### Task to carry out
Recast every line of the records below as a numbered list, skipping any blank lines.

Stored items
--- begin ---

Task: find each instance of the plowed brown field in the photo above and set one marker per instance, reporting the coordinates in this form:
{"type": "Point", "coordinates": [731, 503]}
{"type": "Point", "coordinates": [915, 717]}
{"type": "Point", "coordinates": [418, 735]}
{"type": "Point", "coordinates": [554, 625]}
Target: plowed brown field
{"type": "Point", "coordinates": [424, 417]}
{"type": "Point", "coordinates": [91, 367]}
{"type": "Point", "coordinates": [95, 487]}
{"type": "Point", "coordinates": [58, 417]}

--- end ---

### Output below
1. Task: find each instance of the plowed brown field in the photo above and set one marker per instance, reporting the coordinates in this form:
2. {"type": "Point", "coordinates": [731, 503]}
3. {"type": "Point", "coordinates": [915, 717]}
4. {"type": "Point", "coordinates": [418, 735]}
5. {"type": "Point", "coordinates": [554, 625]}
6. Target: plowed brown field
7. {"type": "Point", "coordinates": [424, 417]}
8. {"type": "Point", "coordinates": [91, 367]}
9. {"type": "Point", "coordinates": [95, 487]}
10. {"type": "Point", "coordinates": [58, 417]}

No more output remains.